### [Problem to solve]
Starting at the line containing "of the rear" and running through the end of the material, both included, write out those lines again with every "lesson" changed to "exercise" and nothing else altered. Leave the pictures out of your answer.

### [Information supplied]
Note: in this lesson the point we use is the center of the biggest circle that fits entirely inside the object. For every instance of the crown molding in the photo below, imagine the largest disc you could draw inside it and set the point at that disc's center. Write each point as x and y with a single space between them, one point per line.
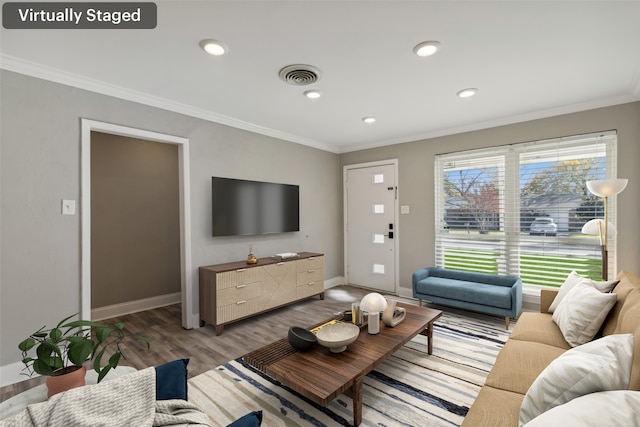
33 69
505 121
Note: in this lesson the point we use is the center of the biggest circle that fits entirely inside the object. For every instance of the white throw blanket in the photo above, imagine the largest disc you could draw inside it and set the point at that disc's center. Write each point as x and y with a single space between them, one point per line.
124 401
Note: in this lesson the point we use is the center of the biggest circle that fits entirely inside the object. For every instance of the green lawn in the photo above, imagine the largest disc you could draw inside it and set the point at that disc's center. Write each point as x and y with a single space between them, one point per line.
543 270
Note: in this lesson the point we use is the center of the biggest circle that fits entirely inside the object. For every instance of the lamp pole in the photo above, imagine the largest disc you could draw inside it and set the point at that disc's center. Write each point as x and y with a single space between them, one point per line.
606 188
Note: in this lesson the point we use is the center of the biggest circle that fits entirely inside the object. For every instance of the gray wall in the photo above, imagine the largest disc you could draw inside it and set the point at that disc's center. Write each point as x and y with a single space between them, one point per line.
135 219
40 166
416 178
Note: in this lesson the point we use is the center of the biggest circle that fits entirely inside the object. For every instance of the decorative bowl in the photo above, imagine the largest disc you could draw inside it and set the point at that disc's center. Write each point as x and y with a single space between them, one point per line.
336 337
301 339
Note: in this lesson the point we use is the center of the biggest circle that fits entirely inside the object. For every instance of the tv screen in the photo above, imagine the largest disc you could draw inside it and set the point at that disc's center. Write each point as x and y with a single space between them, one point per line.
241 207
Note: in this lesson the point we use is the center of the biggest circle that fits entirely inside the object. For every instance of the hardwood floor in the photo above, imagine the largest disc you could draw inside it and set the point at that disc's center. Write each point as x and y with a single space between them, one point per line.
169 341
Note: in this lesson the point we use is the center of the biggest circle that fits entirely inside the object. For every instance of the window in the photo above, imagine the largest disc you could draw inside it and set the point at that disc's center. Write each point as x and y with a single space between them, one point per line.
519 209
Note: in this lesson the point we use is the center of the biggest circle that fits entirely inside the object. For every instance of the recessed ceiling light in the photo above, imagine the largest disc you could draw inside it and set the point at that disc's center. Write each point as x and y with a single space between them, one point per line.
312 94
426 48
466 93
213 47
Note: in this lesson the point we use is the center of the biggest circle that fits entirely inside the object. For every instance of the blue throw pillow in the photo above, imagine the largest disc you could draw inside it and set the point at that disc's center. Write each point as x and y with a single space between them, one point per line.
171 380
252 419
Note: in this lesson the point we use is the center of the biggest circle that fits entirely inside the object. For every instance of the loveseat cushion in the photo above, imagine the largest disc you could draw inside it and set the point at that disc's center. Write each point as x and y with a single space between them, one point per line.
540 328
628 282
581 313
519 363
494 408
600 365
594 410
572 280
461 290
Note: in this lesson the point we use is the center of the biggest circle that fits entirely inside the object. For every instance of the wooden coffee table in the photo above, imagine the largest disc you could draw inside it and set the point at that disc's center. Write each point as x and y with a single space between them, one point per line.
322 376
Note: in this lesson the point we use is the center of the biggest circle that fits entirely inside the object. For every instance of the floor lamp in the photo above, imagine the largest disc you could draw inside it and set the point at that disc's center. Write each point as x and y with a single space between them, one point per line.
603 188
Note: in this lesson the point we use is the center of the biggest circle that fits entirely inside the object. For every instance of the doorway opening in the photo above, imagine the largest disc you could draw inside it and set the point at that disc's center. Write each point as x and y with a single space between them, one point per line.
186 277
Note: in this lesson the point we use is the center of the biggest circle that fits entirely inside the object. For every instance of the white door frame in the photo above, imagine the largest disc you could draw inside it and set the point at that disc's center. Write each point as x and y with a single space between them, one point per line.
186 276
396 208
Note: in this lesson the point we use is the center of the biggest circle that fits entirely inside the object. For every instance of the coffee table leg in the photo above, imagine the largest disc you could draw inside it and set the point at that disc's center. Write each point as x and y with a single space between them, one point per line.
356 392
429 334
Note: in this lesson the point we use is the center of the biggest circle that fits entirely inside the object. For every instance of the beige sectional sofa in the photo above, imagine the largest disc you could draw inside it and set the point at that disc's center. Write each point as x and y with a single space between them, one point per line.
535 342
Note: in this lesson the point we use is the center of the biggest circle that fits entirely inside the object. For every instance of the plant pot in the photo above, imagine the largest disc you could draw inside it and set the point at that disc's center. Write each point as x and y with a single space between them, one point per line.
74 377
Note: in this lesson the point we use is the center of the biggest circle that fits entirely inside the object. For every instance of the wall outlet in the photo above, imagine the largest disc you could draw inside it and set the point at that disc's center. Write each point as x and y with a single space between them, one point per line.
68 207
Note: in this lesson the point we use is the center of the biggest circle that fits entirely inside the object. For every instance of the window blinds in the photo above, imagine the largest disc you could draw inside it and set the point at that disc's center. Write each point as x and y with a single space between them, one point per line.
519 209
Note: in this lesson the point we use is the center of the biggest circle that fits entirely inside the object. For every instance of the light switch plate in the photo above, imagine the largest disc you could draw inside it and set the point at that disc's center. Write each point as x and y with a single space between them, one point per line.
68 207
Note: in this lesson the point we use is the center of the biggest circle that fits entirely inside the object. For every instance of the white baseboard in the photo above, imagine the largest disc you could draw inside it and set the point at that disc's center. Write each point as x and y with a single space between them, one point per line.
135 306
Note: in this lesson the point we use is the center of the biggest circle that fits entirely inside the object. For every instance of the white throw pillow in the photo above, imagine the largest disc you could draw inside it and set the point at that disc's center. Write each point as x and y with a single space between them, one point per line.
601 365
605 408
573 279
581 313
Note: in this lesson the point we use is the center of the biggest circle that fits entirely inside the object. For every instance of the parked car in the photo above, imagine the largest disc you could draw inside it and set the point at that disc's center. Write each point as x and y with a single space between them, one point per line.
543 226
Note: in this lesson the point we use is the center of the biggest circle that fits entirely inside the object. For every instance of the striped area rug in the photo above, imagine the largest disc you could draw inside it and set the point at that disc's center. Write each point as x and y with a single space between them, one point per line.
408 389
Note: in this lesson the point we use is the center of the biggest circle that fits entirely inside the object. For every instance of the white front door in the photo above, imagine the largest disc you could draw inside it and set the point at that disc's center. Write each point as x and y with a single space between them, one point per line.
370 226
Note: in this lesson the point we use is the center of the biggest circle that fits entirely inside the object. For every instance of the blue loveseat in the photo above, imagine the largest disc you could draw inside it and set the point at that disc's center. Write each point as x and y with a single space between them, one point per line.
485 293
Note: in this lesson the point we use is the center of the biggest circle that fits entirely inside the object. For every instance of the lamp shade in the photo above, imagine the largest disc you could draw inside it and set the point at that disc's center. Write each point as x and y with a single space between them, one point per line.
595 226
373 302
607 187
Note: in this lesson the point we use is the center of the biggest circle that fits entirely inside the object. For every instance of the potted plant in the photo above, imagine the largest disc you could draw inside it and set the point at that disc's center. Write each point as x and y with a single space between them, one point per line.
64 349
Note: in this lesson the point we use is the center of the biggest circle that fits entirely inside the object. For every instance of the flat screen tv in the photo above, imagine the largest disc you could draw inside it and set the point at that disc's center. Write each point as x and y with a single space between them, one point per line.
242 208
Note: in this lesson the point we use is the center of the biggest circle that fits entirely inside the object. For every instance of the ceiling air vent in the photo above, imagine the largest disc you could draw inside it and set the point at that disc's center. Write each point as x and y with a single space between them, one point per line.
300 75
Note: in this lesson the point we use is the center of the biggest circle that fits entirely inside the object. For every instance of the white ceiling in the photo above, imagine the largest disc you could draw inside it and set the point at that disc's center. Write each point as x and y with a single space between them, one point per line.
529 59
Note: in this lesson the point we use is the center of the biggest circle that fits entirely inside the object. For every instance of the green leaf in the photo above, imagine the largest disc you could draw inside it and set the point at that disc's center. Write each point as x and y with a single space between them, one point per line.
103 372
103 333
27 344
97 360
115 359
55 334
42 368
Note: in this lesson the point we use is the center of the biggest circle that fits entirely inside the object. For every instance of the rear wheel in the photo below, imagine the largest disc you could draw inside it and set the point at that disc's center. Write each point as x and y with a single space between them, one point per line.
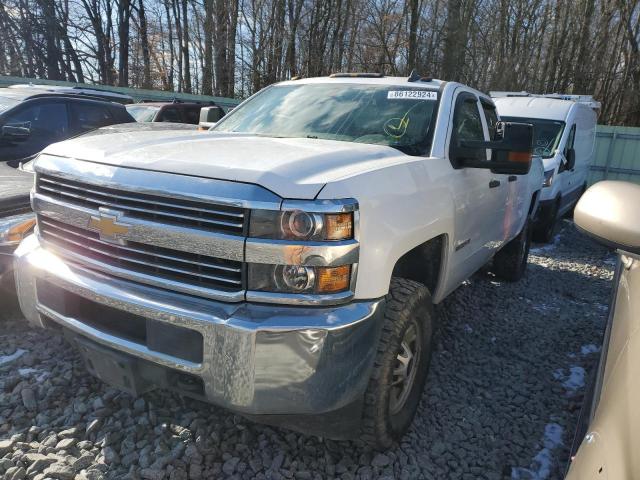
401 364
510 262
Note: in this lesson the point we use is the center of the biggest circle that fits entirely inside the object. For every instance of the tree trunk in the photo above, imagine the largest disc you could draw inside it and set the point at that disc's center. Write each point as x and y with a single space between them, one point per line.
207 71
452 48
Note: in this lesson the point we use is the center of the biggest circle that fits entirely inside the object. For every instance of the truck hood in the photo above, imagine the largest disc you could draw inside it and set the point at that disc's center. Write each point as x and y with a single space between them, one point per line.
289 167
15 186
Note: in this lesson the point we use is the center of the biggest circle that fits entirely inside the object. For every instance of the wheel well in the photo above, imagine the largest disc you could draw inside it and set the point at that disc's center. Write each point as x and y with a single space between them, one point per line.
422 263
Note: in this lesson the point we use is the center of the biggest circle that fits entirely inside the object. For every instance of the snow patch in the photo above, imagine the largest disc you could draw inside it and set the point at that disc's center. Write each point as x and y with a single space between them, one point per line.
542 463
588 349
25 372
548 247
576 378
4 359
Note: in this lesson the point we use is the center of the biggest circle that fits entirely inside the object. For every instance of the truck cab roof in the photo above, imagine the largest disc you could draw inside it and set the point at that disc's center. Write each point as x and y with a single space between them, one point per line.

### [Answer for this exercise]
Note: in this exercise the point we use is the center of the biggest circle that fits entirely inside the object. For every instance of the rear wheel in the photo below, imagine the largest disc you could draw inside it and set the point at that disc's center. Write each point as x and y with a single space between them, one point per line.
401 364
510 262
Note: in this exercise the point we use is the center of the biggest circle that fits entirely inside the object. For every instance of the tree trunk in the photo above, imagine the largest disc you could draw inside it and set the point at that disc's center. Write each point as x and y with a single space between them, one point per line.
207 71
452 48
Note: in this exercise the point we use is the center of the biggest circle that fits entirely inside the object. For every instance of the truck hood in the photo above, imagine the largest disc you could draw inside it and set the point at that disc's center. Write each point as x and y with a single space between them, one point per line.
289 167
15 186
Note: in this exercise the point we use is the center of the biggest circle that fits entirely inside the object. For every instance of the wheel well in the photo above, imagine the largest disc you could draw inside it and set the point at that disc's center. Write each point as x and y with a single space between them, one point per line.
422 263
Note: in this exercise the point we use is the center of the biggest circle that fits entirely inside the object. For every instance of the snow patch in the photo above, imagine the largest disc you could draw inside it and set the point at that disc's center. Write each point as x and y with a single space between them, one point per line.
542 463
588 349
25 372
548 247
576 378
4 359
Note: in this exercise the point we use is the center of the biggest circle that fits entirely inside the object. For every instance of the truck cab roof in the photo above, imagine the largest disc you could draw inside it and set the point at that disc's center. Write each point as x and y with a single space between them, one point per line.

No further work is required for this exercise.